SHORT TASK 1: Say whether each statement agrees with the Sybase fault monitor start script, answering yes or no and quoting the script's deciding words exactly. (a) If the HA utilities library cannot be found, the script exits with status 1. (b) When no PRODUCTDIR value comes back from the package, the script falls back to "SUNWcluster". (c) The script sets the fault monitor name to "hasybase_fmon".
SHORT TASK 2: List every variable that the Sybase fault monitor start script exports with the export command.

#! /bin/ksh
#
#	Copyright 11/10/00 Sun Microsystems, Inc.  All Rights Reserved.
#
# @(#)hasybase_fmon_start.shs	1.34	00/11/10 SMI
#
# hasybase_fmon_start - start an Sybase fault monitor (hasybase_fmon) for the
#			server #1
#


HA_CLUSTER=""
#	Copyright 10/16/98 Sun Microsystems, Inc.  All Rights Reserved.
#
# @(#)sybase_boiler	1.28 98/10/16 SMI

# begin of common ha-dbms boilerplate

# remember our name
argv0=`basename $0`

# Get the BASEDIR and PRODUCTDIR settings from the installed pkgs
_basedir=`pkgparam SUNWscsyb BASEDIR 2>/dev/null`
_productdir=`pkgparam SUNWscsyb PRODUCTDIR 2>/dev/null`
_basedir=${_basedir:=""}
_productdir=${_productdir:="SUNWcluster"}

LOGGER=/usr/bin/logger

PATH=${_basedir}/opt/${_productdir}/bin:/opt/SUNWcluster/bin:${_basedir}/opt/${_productdir}/ha/sybase:${PATH}
export PATH
HA_FILES=/etc/opt/SUNWscsyb; export HA_FILES
HA_VAR=/var/opt/SUNWscsyb; export HA_VAR

# include HA utilities library
. dbms_utilities
if [ $? -ne 0 ]; then
	$LOGGER -p local7.err -t "$HA_SLOGTAG" "$argv0: Cannot find HA utilities library"
	exit 1
fi

HA_CLUSTER=$CLUSTNAME; export HA_CLUSTER

# some default files and locations
# don't move this up - it depends on HA_FILES, which gets set above
HA_DATABASES=hasybase_databases
HA_DB_SUPPORT=${HA_FILES}/hasybase_support
ds="sybase"

PREFIX="SUNWcluster.ha.${ds}"
HA_FM_NAME="fault_mon"

# verify that we have the hasybase_support file
if [ ! -r $HA_DB_SUPPORT ] ; then
  logerr "4000" \
	"file ${HA_DB_SUPPORT} does not exist or is not readable!"
  exit 2
fi


# talk_start ... - echo the args, run them, and evaluate return value
talk_start() {
  	logprint "$$: $*"
  	if $* ; then
    		return 0
  	else
    		logprint "$$: $* ... failed"
    		return 1
  	fi
}


# talk_start_bg ... - print the args, then run them in the background
talk_start_bg() {
  	logprint "$$: $*"

DATA ENTRIES:
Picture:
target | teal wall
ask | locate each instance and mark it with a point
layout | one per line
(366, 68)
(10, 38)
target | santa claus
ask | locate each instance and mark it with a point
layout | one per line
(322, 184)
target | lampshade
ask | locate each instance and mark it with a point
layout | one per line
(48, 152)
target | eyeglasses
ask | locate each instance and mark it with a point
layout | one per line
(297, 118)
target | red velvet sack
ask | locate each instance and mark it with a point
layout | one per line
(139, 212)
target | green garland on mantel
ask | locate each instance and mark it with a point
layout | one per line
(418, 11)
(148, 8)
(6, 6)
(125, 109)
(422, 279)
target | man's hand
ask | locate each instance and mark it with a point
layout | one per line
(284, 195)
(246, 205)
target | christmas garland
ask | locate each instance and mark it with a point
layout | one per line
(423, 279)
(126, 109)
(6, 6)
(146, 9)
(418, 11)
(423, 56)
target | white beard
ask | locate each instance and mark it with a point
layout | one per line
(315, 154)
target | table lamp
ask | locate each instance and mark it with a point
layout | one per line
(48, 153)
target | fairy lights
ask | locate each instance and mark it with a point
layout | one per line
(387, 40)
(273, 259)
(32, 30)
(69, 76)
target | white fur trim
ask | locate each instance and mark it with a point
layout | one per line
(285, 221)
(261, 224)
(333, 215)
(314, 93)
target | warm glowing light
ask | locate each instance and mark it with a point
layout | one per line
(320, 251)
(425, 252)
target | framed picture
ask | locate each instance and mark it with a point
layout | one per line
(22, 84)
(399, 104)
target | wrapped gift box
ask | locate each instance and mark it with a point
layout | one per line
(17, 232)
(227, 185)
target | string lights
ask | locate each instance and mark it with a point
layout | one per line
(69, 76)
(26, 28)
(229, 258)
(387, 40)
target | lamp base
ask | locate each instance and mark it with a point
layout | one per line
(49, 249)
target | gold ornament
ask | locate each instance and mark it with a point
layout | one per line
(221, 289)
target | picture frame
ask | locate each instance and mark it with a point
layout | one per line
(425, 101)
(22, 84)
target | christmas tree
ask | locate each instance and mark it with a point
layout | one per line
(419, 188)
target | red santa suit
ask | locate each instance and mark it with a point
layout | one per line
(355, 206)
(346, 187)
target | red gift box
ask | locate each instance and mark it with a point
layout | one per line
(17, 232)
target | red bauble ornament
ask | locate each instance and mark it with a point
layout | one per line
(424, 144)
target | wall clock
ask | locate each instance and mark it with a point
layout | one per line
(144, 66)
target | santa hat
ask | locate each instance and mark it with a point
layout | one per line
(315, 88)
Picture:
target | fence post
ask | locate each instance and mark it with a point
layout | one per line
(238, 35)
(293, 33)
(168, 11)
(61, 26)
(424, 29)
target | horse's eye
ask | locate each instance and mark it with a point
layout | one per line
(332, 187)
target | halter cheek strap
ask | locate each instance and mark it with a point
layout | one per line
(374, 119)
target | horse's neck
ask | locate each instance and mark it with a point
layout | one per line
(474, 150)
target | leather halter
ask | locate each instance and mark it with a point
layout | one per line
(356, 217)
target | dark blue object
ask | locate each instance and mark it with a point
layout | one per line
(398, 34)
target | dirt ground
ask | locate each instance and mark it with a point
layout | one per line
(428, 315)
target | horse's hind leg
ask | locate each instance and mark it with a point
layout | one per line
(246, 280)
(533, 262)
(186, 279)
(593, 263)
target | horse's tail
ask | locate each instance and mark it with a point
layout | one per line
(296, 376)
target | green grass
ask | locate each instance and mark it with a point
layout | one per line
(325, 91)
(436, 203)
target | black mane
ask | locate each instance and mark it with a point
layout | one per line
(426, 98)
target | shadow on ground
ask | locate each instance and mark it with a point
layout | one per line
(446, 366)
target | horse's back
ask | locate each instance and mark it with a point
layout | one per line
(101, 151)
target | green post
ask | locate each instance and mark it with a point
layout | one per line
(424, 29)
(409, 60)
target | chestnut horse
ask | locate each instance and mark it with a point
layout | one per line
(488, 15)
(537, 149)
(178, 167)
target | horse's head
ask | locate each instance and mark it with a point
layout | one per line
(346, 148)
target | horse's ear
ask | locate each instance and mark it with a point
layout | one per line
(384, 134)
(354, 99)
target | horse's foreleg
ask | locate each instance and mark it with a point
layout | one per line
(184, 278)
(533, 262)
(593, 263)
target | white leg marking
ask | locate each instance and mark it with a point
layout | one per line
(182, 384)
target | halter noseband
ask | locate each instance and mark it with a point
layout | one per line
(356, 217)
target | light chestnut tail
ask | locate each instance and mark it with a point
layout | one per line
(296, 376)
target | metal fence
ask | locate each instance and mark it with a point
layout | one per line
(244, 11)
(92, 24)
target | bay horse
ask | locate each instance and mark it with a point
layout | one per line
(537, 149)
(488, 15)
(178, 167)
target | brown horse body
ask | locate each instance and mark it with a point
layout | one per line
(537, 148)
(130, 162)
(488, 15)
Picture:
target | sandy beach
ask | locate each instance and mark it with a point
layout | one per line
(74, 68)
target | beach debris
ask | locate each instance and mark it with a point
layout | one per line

COMPLETE OUTPUT 1:
(a) Yes: "$argv0: Cannot find HA utilities library" followed by "exit 1".
(b) Yes: "_productdir=${_productdir:="SUNWcluster"}".
(c) No: "HA_FM_NAME="fault_mon"".

COMPLETE OUTPUT 2:
PATH
HA_FILES
HA_VAR
HA_CLUSTER